▶ What to work on:
1. Return the part of the SNP classification passage starting with "The basic operations" and going on through "and Lusa, 2013).".
2. Pick up the SNP classification passage after its final sentence and keep writing it.

Document passage: Begin

These three machine learning methods—SVM, KNN, and RF—offer complementary strengths in addressing the challenges associated with SNP-based classification tasks, such as handling high-dimensional data, identifying local structures, and improving generalization performance. By employing these methods in this study, we aim to evaluate their effectiveness in the context of small-sample SNP datasets for donkey breed classification. This comprehensive comparison provides critical insights into the suitability of different algorithms for genomic data analysis and serves as a foundation for developing robust classification frameworks tailored to the unique challenges of SNP datasets in conservation genomics.
2.2 Synthetic minority over-sampling technique (SMOTE)
In small sample classification research, handling imbalanced datasets is a key challenge. The Synthetic Minority Over-sampling Technique (SMOTE) is a commonly used method that addresses this issue by generating artificial data points to increase the number of minority class samples, thereby improving the balance of the dataset and enhancing the model’s ability to recognize minority classes (Chawla et al., 2002).
The basic operations of SMOTE involve randomly selecting a sample from the minority class, calculating the distance between this sample and its K nearest neighbors, randomly selecting N samples from these neighbors, and performing random linear interpolation on these samples to generate new minority class samples. Finally, these synthetic samples are combined with the original dataset to form a new, balanced training set. Because this method primarily relies on nearest neighbor calculations and linear interpolation, it can be efficiently applied even in small sample datasets (Blagus and Lusa, 2013).
In the context of SNPs classification, the small sample problem is particularly significant. Due to the high dimensionality and complexity of genomic data, small sample classification often faces challenges such as insufficient sample sizes, class imbalance, and varying data quality. SMOTE technology can alleviate these problems by generating diverse and representative synthetic samples, thereby enhancing the generalization ability and accuracy of classification models (Whalen et al., 2022). In SNPs classification tasks, the use of SMOTE and other over-sampling techniques can significantly improve classifier performance. For example, Bertolini et al. (2018) applied SMOTE to handle imbalanced data in SNPs classification for cattle breeds, using a random forest model for classification. The results showed that this method effectively improved the classification accuracy of minority SNPs (Bertolini et al., 2018). Similarly, Silva et al. (2022) used SMOTE in their research, combined with machine learning algorithms, to enhance the accuracy of SNPs classification under small sample conditions (Silva et al., 2022).

Document passage: End
Information: Begin

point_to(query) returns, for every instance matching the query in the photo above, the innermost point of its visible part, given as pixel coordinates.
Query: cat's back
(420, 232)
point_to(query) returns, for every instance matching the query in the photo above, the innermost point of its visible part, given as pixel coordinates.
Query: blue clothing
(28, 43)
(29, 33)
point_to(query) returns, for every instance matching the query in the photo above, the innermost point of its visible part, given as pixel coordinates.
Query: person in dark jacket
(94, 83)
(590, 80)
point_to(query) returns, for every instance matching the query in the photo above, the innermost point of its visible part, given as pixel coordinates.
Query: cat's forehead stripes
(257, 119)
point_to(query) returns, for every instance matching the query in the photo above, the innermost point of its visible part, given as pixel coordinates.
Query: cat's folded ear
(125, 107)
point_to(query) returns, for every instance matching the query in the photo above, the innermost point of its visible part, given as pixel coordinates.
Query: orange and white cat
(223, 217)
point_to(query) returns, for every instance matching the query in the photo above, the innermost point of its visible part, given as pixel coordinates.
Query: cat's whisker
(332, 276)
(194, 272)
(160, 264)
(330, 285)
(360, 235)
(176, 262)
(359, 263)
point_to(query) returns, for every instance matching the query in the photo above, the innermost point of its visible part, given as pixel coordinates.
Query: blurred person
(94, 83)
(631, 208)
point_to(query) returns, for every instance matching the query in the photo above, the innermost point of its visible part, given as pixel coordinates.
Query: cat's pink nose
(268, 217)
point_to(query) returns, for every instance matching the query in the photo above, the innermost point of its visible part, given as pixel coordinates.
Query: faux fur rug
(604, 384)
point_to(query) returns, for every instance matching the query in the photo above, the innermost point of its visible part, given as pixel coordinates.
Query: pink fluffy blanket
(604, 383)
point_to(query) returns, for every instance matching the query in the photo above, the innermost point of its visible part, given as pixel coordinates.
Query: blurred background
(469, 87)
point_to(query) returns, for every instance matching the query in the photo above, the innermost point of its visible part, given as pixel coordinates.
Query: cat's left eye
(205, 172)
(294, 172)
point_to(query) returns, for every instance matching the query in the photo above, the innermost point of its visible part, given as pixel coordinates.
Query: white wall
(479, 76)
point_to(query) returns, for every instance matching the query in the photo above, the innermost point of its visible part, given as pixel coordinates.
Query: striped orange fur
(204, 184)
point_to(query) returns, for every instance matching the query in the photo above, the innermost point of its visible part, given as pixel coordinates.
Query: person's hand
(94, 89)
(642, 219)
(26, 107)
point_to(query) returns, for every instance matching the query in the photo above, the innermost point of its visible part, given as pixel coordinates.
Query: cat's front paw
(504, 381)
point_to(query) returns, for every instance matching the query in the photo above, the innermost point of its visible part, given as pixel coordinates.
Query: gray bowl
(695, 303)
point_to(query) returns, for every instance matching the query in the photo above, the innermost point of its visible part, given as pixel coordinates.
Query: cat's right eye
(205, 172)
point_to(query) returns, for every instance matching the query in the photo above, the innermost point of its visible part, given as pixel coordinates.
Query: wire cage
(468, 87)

Information: End

▶ Solved problems:
1.
The basic operations of SMOTE involve randomly selecting a sample from the minority class, calculating the distance between this sample and its K nearest neighbors, randomly selecting N samples from these neighbors, and performing random linear interpolation on these samples to generate new minority class samples. Finally, these synthetic samples are combined with the original dataset to form a new, balanced training set. Because this method primarily relies on nearest neighbor calculations and linear interpolation, it can be efficiently applied even in small sample datasets (Blagus and Lusa, 2013).

2.
Overall, SMOTE improves the balance of datasets by generating synthetic data, thereby effectively enhancing the classifier’s ability to recognize minority classes in small sample classification. Particularly in SNPs classification, SMOTE technology generates more representative synthetic samples by considering the local structure of the data, significantly improving the overall performance of classifiers.
This study employed the SMOTE to handle imbalanced datasets in small sample classification tasks. In this study, the parameters for SMOTE were set as follows: the value of k_neighbors was set to 1, meaning that the nearest sample among the minority class neighbors was selected to generate new synthetic samples. The final number of samples in each class was expanded to 100, ensuring balance across classes during the over-sampling process. The generated synthetic samples were then combined with the original dataset to form a new balanced training set. These parameter settings allowed us to preserve the characteristics of the original data while minimizing the risk of overfitting caused by over-sampling.
2.3 Cross-validation techniques
Cross-validation is a widely used technique in machine learning to evaluate the performance and generalization ability of models. It works by partitioning the dataset into multiple subsets, with some used for training and others for validation. By repeating this process across different subsets, cross-validation helps to reduce the risk of overfitting and provides a more reliable estimate of model performance (Kohavi, 1995). Common cross-validation methods include k-fold cross-validation, stratified k-fold cross-validation, and leave-one-out cross-validation (LOOCV).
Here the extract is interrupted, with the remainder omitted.